DIRECTIONS —
Below are some records; reproduce them exactly.

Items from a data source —
== Segment start ==

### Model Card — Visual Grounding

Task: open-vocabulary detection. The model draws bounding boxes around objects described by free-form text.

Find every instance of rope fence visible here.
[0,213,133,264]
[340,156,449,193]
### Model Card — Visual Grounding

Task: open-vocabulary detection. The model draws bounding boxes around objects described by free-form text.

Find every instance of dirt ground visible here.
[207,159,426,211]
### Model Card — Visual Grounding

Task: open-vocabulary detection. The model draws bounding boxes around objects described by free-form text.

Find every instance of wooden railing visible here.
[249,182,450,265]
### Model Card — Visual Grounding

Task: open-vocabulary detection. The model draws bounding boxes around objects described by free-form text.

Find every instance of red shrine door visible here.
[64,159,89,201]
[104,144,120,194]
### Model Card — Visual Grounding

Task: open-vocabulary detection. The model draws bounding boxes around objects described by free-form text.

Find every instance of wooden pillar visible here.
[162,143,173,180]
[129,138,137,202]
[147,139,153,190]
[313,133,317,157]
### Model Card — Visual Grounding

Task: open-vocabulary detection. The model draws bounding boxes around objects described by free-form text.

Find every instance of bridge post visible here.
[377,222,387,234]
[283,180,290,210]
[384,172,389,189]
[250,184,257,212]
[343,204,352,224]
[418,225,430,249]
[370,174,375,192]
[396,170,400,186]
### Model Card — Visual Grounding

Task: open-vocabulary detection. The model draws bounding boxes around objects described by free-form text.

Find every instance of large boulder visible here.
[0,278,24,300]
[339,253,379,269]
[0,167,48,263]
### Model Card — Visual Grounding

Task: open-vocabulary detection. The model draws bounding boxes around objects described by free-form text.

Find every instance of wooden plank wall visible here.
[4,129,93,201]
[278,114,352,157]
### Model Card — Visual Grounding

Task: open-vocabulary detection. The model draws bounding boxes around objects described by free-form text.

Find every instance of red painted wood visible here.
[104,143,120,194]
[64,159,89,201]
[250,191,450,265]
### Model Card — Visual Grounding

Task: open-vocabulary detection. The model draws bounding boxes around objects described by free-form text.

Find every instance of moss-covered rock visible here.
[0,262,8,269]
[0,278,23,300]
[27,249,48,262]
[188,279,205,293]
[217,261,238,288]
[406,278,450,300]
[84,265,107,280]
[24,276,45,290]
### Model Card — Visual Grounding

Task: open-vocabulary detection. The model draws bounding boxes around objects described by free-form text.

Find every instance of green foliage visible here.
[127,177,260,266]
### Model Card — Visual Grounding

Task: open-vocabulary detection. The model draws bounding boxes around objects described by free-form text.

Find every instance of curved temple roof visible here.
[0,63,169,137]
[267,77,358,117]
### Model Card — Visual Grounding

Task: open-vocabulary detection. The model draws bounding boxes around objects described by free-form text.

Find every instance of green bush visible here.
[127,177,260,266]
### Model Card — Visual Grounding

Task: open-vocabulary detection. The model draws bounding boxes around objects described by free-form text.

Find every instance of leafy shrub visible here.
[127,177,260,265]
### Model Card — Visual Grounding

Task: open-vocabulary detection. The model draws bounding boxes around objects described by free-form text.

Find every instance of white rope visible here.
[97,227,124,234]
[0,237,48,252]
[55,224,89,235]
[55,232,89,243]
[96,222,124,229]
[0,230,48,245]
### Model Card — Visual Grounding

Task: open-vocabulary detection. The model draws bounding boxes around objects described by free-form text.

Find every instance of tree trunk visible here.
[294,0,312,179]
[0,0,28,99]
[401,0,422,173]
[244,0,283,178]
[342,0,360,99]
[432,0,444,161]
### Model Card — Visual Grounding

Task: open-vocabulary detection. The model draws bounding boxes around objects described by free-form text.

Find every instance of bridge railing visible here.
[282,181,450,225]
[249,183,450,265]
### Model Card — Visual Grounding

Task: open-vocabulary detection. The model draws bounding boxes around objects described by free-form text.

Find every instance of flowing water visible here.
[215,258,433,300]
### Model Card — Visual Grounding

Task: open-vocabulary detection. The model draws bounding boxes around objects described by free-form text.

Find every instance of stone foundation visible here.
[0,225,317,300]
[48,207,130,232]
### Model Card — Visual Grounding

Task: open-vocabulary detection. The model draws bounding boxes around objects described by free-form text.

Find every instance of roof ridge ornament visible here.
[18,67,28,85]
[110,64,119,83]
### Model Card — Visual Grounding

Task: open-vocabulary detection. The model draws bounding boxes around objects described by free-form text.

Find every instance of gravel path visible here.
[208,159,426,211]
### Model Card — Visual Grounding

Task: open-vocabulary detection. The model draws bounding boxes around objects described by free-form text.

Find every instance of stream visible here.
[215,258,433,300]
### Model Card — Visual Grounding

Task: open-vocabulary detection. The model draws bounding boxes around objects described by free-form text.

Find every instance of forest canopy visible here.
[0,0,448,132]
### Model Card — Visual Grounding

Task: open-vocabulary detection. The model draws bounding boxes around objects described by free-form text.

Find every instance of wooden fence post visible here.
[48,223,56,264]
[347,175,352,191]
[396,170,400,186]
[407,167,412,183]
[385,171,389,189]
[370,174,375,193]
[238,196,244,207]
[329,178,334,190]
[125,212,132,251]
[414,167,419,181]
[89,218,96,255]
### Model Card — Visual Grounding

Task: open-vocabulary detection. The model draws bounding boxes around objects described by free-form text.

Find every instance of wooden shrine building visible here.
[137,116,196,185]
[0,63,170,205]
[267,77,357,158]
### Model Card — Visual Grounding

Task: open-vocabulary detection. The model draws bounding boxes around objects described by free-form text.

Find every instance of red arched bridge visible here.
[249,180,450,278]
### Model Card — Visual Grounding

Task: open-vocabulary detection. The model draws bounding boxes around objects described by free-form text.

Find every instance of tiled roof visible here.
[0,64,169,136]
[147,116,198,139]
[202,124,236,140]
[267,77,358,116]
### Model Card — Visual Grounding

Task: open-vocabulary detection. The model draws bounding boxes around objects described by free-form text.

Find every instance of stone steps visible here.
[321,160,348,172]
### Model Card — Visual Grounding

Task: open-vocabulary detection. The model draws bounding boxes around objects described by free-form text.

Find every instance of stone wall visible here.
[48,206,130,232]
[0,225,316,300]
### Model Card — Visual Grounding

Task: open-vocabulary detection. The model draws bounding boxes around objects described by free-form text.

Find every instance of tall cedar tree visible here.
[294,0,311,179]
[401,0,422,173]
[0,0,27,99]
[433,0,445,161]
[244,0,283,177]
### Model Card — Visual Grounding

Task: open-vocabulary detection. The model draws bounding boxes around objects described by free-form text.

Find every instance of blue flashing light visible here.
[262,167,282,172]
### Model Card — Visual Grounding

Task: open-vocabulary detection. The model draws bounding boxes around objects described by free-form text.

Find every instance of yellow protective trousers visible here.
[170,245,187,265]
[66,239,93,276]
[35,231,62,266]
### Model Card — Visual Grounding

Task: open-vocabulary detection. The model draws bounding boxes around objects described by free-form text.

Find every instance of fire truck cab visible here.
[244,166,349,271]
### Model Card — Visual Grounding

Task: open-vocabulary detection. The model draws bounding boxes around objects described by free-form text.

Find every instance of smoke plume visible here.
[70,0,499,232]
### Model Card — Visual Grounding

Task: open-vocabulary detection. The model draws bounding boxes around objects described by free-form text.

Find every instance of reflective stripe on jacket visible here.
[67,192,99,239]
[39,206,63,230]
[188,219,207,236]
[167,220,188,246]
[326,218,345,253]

== Segment end ==

PROBLEM SOLUTION —
### Model Card — Visual Grounding

Task: open-vocabulary detection. The model draws bounding boxes around objects described by free-form text.

Find every instance of rope fence visible here.
[0,213,133,264]
[340,156,449,193]
### Model Card — Visual Grounding

Task: open-vocabulary detection. The model draws bounding boxes around objects described by free-form text.

Find every instance of dirt ground visible here.
[207,159,426,211]
### Model Card — Visual Grounding

Task: open-vocabulary detection. The model draws bounding boxes around objects described by free-form text.

Find every instance of wooden railing visible here.
[249,182,450,265]
### Model Card — Visual Grounding

Task: open-vocabulary detection. The model draws bounding boxes around objects described by free-form text.

Find every instance of red shrine door visible here.
[64,159,89,201]
[104,144,120,194]
### Model Card — Visual Grounding

Task: open-vocabulary detection. The model draws bounding boxes around objects described by free-form text.

Find every instance of wooden pillar visible here.
[162,143,173,180]
[129,138,137,202]
[147,139,153,190]
[313,133,317,157]
### Model Card — Visual Grounding

Task: open-vocabulary detection. The model draws bounding boxes around objects described by free-form text.

Find every instance of bridge post visible here.
[377,222,387,234]
[283,180,290,210]
[384,172,389,189]
[250,184,257,212]
[343,204,352,224]
[418,225,430,249]
[370,174,375,192]
[396,170,400,186]
### Model Card — Visual Grounding

Task: open-vocabulary detection. The model draws bounding boxes around objects described by free-form text.

Find every instance of large boulder visible here.
[0,278,24,300]
[339,253,379,269]
[0,167,48,263]
### Model Card — Visual Grounding

Task: open-vocabulary detection. The model draws bounding boxes around objects described by free-form text.

Find every instance of wooden plank wall visible here.
[4,129,93,201]
[278,114,352,157]
### Model Card — Visual Grounding

Task: open-vocabulary detection. The model draws bounding boxes around objects described by free-form text.

Find every instance of red painted wood visible here.
[104,143,120,194]
[64,159,89,201]
[250,191,450,265]
### Model Card — Visual Grounding

Task: open-vocabulary detection. The model draws bounding boxes around objects described by free-form text.

Find every instance of moss-covered rock visible here.
[0,262,8,269]
[0,278,23,300]
[27,249,48,262]
[188,279,205,293]
[217,261,238,288]
[406,278,450,300]
[84,265,107,280]
[24,276,45,290]
### Model Card — Visual Grounding

Task: open-vocabulary detection. The model draws bounding boxes around objects described by free-form text.

Find every instance of green foliage visible here.
[127,177,260,266]
### Model Card — Visual Grounding

Task: open-vocabulary detection. The model draws bounding boxes around objects described by free-form text.

Find every instance of curved temple roof visible here.
[0,63,169,137]
[267,77,358,117]
### Model Card — Visual Grounding

Task: open-vocabulary detection. The model draws bounding boxes around objects described by free-form text.

Find every instance of green bush visible here.
[127,177,260,266]
### Model Card — Visual Grounding

Task: open-vocabulary detection. The model draws bounding boxes around objects described by free-form text.

Find every instance of leafy shrub visible here.
[127,177,260,265]
### Model Card — Visual Grounding

Task: open-vocabulary detection. The model draws bounding boxes around objects described by free-form text.

Find every instance of white rope visible here.
[97,227,124,234]
[0,237,48,252]
[55,224,89,235]
[55,232,89,243]
[96,222,124,229]
[0,230,48,245]
### Model Card — Visual Grounding

Task: open-vocabulary detection. The model draws bounding boxes around objects described by free-form text.

Find every instance of tree trunk visible here.
[294,0,312,179]
[0,0,28,99]
[401,0,422,173]
[244,0,283,178]
[342,0,360,99]
[432,0,444,161]
### Model Card — Visual Grounding

Task: open-vocabulary detection. The model draws bounding boxes around objects described by free-form text.

Find every instance of bridge railing visible here.
[282,181,450,225]
[249,183,450,265]
### Model Card — Visual Grounding

Task: open-vocabulary detection. The model draws bounding boxes around objects described by free-form text.

Find every instance of flowing water visible here.
[215,258,433,300]
### Model Card — Visual Grounding

Task: open-vocabulary detection. The model draws bounding boxes around objects described by free-form text.

Find every instance of stone foundation visible here.
[0,225,317,300]
[48,207,130,232]
### Model Card — Visual Grounding

Task: open-vocabulary detection. The model draws bounding boxes around objects described by free-form text.

Find every instance of roof ridge ornament visible here.
[18,67,28,85]
[110,64,119,83]
### Model Card — Visual Grounding

Task: open-vocabulary detection. The model draws bounding boxes around objects described by free-form text.

Find every instance of gravel path visible here.
[208,159,426,211]
### Model Card — Visual Grounding

Task: open-vocabulary detection. The model draws bounding boxes around objects described by free-form text.

Find every instance of stream visible here.
[215,258,433,300]
### Model Card — Visual Grounding

Task: open-vocabulary detection. The model draws bounding boxes around objects described by free-form text.

Find every instance of forest canopy visible here.
[0,0,448,132]
### Model Card — Visual Grounding

Task: open-vocabulary detection. The model draws bounding boxes around objects described by free-form text.

Find every instance of wooden fence post visible here.
[48,223,56,264]
[347,175,352,191]
[396,170,400,186]
[407,167,412,183]
[385,171,389,189]
[370,174,375,193]
[238,196,244,207]
[329,178,334,190]
[125,212,132,251]
[414,167,419,181]
[89,218,96,255]
### Model Card — Visual Grounding

Task: open-vocabulary detection. The model draws bounding boxes around objects described by free-form text.

Find every instance of wooden shrine building visible here.
[137,116,196,185]
[0,63,170,205]
[267,77,357,158]
### Model Card — Visual Grounding

Task: open-vocabulary detection. The model draws bounding boxes around objects described by free-form text.

Find every instance of red arched bridge visible here.
[249,180,450,278]
### Model Card — Visual Grounding

Task: open-vocabulary detection. The model draws bounding boxes around objects described by free-form text.

Find every instance of tiled roof visible here.
[0,64,169,136]
[147,116,198,139]
[202,124,236,140]
[267,77,358,116]
### Model Card — Visual Grounding

Task: open-vocabulary detection. The model draws bounding boxes around objects described by free-form text.

Find every instance of stone steps visible here.
[321,160,348,172]
### Model Card — Visual Grounding

Task: open-vocabulary detection. The model draws bounding boxes around objects described by free-form text.

Find every instance of stone wall visible here.
[48,206,130,232]
[0,225,316,300]
### Model Card — Visual Grounding

Task: open-vocabulary detection. The model draws bounding boxes around objects described by free-form text.

Find every instance of tall cedar tree visible here.
[294,0,311,179]
[401,0,422,173]
[0,0,27,99]
[433,0,445,161]
[244,0,283,177]
### Model Card — Visual Grounding

Task: open-vocabulary detection. The model draws bounding boxes around objects described by free-form text.

Find every instance of blue flashing light visible here.
[262,167,282,172]
### Model Card — Visual Grounding

Task: open-vocabulary detection. The model draws bounding boxes around objects described by free-form text.

Find every instance of yellow protective trousers visible here.
[170,245,187,265]
[66,239,93,276]
[35,231,62,266]
### Model Card — Visual Grounding

Task: open-vocabulary detection. The model draws bounding boxes around objects described by free-form text.

Find every instance of fire truck cab visible here.
[244,166,349,271]
### Model Card — Visual Grounding

Task: open-vocabulary detection. The model draws bounding boxes around objects described by free-form text.

Find every instance of smoke plume visible here.
[70,0,499,232]
### Model Card — Visual Grounding

Task: open-vocabulary detection. The model draws bounding boxes around objects described by free-form text.

Find every instance of reflective stripe on jacket visible here.
[67,192,99,239]
[39,206,63,230]
[188,219,207,236]
[167,220,188,246]
[326,218,345,253]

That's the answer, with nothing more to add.